■ TASK 1:
In the records, switch every "purple stamen" to "violet stamen" and write out the lines starting at the one containing "Reviewer note: confirm that each instance of the purple" and ending at the one containing "column 261, row 361", leaving everything else unchanged.

═══ SELECTED EXCERPT ═══

As has so often been the case before, 2023 saw Ireland’s heroics in spring precede a fall in autumn. Once again, head coach Andy Farrell must pick his men up ahead of the 2024 Guinness Six Nations.

Traditionally, Ireland haven’t fared particularly well in Championships that have directly followed Rugby World Cups, finishing third in each of the last three such campaigns.

But given the high standards that the Lions’ coach-in-waiting Farrell has instilled since succeeding Joe Schmidt in 2019, you get the feeling that Ireland won’t settle for anything short of a repeat of last year’s Grand Slam and will be gunning to secure back-to-back crowns for just the second time in the Six Nations era (after 2014 and 2015).

Ireland have lost just two matches across their last three Six Nations campaigns, both against France, who they face in the opening battle of this year’s Championship. Should they secure a result in Marseille, they will certainly fancy their chances of treating Dublin to another St. Patrick’s weekend double celebration in March.

Playing Style

Ireland play at a ferocious tempo, often leaving their opponents breathless with the sheer speed of their approach. The Irish averaged more carries per game than any other team in the 2023 Six Nations and maintained an average attacking ruck speed well below the competition average (3.2s).

A strong emphasis is placed on ball retention in Farrell’s system, with Ireland averaging a higher share of possession per game than any other team in last year’s Championship (52.3%), a figure which rose to 55.1% in the World Cup and was only bettered by their quarter-final conquerors New Zealand.

═══

■ TASK 2:
From the preview of Ireland's Six Nations campaign, repeat word for word the passage starting at "A strong emphasis" and ending at "conquerors New Zealand.".

═══ MATERIAL FOR THIS EXERCISE ═══

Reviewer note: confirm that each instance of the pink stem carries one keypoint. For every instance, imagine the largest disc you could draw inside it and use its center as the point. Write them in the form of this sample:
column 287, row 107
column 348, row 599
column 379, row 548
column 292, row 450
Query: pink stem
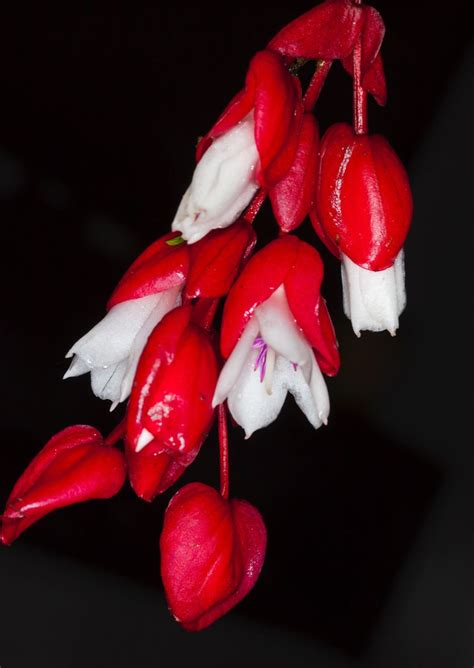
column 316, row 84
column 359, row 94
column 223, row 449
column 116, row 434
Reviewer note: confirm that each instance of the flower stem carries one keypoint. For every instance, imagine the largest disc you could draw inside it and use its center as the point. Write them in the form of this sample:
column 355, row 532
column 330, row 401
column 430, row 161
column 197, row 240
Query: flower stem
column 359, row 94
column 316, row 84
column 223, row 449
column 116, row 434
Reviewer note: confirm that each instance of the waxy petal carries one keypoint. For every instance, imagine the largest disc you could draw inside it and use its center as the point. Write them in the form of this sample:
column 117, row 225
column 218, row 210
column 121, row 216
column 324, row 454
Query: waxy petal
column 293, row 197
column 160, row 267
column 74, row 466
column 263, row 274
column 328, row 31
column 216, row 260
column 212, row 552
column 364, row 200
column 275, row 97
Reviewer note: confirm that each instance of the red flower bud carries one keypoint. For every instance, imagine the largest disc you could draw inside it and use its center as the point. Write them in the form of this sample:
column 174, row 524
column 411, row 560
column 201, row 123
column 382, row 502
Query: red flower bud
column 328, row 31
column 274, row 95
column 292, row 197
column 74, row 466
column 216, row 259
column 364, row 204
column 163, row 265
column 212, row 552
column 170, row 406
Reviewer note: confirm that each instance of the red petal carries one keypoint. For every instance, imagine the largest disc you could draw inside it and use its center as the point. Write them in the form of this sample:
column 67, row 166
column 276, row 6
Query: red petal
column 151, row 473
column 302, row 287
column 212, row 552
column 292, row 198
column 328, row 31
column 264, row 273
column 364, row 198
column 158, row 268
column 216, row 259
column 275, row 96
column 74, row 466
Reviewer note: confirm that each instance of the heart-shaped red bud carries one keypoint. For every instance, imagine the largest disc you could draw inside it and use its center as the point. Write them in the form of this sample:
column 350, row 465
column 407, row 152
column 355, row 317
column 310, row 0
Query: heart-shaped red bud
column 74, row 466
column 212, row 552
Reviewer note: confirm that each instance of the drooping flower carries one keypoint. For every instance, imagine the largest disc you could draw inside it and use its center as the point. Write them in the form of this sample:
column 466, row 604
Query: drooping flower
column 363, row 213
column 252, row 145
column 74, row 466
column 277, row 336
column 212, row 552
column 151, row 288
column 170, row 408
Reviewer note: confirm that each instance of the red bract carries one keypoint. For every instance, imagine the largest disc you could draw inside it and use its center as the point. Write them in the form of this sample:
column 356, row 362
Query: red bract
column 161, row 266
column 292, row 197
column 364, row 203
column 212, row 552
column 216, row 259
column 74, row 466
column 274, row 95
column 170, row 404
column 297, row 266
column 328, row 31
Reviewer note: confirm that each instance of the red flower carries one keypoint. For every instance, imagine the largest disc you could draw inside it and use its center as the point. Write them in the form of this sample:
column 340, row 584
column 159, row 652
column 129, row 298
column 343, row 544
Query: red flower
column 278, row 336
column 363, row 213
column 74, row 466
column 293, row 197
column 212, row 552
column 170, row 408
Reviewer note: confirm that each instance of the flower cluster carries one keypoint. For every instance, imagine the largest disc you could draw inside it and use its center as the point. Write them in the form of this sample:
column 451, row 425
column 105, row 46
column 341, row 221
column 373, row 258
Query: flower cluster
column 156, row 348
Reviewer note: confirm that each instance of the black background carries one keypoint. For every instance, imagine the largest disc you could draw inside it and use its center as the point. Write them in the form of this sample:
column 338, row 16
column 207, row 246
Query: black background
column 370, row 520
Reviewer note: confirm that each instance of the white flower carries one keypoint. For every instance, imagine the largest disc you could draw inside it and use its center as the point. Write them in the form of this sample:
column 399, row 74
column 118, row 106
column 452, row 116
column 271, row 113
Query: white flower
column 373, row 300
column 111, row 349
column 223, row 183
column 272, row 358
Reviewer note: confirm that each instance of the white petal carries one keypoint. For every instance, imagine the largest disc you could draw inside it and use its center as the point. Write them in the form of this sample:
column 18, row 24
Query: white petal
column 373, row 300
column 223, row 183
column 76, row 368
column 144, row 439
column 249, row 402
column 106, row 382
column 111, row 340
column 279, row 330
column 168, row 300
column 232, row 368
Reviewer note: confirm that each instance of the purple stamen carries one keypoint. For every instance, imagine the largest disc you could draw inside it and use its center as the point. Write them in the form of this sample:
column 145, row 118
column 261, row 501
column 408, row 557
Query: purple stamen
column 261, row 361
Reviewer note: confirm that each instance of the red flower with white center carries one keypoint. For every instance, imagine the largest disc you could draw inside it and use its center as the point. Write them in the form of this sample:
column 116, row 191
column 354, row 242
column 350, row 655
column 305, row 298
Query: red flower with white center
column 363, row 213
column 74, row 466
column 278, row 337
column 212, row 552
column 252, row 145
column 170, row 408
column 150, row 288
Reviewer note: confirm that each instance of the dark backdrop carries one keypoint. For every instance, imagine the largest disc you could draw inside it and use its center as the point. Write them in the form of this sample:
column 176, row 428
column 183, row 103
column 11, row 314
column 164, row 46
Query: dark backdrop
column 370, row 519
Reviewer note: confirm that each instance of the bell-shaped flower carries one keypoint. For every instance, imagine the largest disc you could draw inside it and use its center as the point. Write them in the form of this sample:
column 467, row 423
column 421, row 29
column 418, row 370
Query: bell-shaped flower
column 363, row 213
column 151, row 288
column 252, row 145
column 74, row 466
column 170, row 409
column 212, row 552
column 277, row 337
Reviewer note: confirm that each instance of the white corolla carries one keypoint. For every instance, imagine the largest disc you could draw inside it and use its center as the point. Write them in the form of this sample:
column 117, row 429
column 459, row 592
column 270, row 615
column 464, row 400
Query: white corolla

═══

■ FINAL RESULT 1:
Reviewer note: confirm that each instance of the violet stamen carries one keypoint. For every instance, imagine the largest disc you could draw inside it and use its center as the point. Write them in the form of this sample:
column 145, row 118
column 261, row 501
column 408, row 557
Query: violet stamen
column 261, row 361

■ FINAL RESULT 2:
A strong emphasis is placed on ball retention in Farrell’s system, with Ireland averaging a higher share of possession per game than any other team in last year’s Championship (52.3%), a figure which rose to 55.1% in the World Cup and was only bettered by their quarter-final conquerors New Zealand.